◆ **ASSIGNED TASK**: Each line below should be written out exactly, with none skipped.

SUPPLIED RECORDS Start Marker

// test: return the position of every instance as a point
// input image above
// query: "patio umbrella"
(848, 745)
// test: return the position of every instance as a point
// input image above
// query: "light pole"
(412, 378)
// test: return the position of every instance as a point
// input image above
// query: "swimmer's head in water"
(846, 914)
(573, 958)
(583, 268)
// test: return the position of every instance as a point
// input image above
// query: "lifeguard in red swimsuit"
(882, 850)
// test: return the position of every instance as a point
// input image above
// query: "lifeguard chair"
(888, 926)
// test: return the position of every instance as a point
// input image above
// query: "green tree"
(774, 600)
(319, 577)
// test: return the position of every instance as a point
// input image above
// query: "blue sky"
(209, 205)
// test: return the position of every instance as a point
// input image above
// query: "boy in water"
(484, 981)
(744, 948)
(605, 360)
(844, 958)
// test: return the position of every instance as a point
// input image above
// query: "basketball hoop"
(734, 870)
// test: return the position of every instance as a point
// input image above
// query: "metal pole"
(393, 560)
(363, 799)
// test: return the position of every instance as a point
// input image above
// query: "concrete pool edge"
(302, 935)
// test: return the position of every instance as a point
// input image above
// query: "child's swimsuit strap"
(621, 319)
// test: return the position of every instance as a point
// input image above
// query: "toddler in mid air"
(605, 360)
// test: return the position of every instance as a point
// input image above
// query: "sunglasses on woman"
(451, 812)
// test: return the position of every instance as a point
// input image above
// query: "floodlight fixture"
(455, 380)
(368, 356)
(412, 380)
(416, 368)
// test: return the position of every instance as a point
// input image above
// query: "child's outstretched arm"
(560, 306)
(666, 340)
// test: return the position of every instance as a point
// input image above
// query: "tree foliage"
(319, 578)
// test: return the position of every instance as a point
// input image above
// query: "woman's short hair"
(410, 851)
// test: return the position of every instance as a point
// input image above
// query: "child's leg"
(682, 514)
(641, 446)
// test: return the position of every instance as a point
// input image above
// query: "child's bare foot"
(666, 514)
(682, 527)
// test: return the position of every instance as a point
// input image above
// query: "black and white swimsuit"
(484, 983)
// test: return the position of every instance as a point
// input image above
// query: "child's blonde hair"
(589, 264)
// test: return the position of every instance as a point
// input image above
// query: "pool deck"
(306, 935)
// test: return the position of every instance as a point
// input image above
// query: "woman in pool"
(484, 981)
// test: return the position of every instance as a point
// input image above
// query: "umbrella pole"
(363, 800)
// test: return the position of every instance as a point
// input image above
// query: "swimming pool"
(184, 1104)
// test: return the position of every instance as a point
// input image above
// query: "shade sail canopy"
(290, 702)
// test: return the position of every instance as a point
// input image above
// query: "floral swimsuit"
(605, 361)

SUPPLIED RECORDS End Marker

◆ **TASK RESULT**:
// test: return the position of every instance as a point
// input image above
// query: "patio umbrella"
(848, 745)
// test: return the position of every instance as a point
// input image above
// query: "light pole"
(412, 378)
// test: return the position of every instance as a point
// input image above
// query: "swimmer's head in water"
(846, 914)
(573, 958)
(583, 268)
// test: return the position of every instance as a point
// input image above
// query: "lifeguard in red swimsuit"
(882, 850)
// test: return the position of every instance as a point
// input image above
// query: "lifeguard chair"
(888, 926)
// test: return the position of every instance as a point
// input image above
// query: "green tree"
(774, 600)
(319, 577)
// test: return the position of every instance as a point
// input image above
// query: "blue sky"
(209, 205)
// test: return the position of every instance as a point
// input image above
// query: "boy in water"
(484, 981)
(744, 948)
(605, 360)
(844, 958)
// test: return the position of every instance as a point
// input image above
// query: "basketball hoop"
(734, 870)
// test: return the position of every instance as a point
// input image above
// query: "metal pole"
(393, 560)
(363, 799)
// test: return the position of every instance as a point
// input image above
// query: "concrete pool edge"
(302, 935)
// test: return the position of every instance as a point
// input image above
// query: "child's swimsuit strap"
(621, 319)
// test: return the position of every instance as a point
// input image above
// query: "toddler in mid air"
(605, 360)
// test: return the position of every instance as a point
// input image above
// query: "sunglasses on woman"
(451, 812)
// test: return the position of every instance as a point
// input image above
// query: "floodlight fixture"
(455, 380)
(368, 356)
(412, 380)
(416, 368)
// test: return the position of every instance as a point
// input image above
// query: "child's outstretched arm"
(560, 306)
(666, 340)
// test: return the position of every instance as a point
// input image above
// query: "tree foliage"
(319, 578)
// test: return the position of every instance as a point
// input image above
// query: "woman's short hair"
(410, 851)
// test: return the position of every instance as a point
// input image above
// query: "child's leg"
(682, 514)
(641, 446)
// test: return the position of every instance as a point
// input image above
// query: "child's bare foot"
(666, 514)
(682, 527)
// test: return the position of every instance as a point
// input image above
// query: "black and white swimsuit"
(484, 983)
// test: return the position of every instance as a point
// input image above
// query: "child's blonde hair"
(589, 264)
// test: return the position of every instance as a point
// input image above
// query: "pool deck"
(306, 935)
// test: return the position of every instance as a point
// input image above
// query: "woman in pool"
(484, 981)
// test: return the position of every instance as a point
// input image above
// query: "umbrella pole"
(363, 800)
// test: return the position of every instance as a point
// input image above
// query: "swimming pool"
(184, 1104)
// test: return the position of every instance as a point
// input image above
// query: "shade sail canopy"
(290, 702)
// test: return the position of every instance as a point
// input image above
// query: "floral swimsuit"
(605, 361)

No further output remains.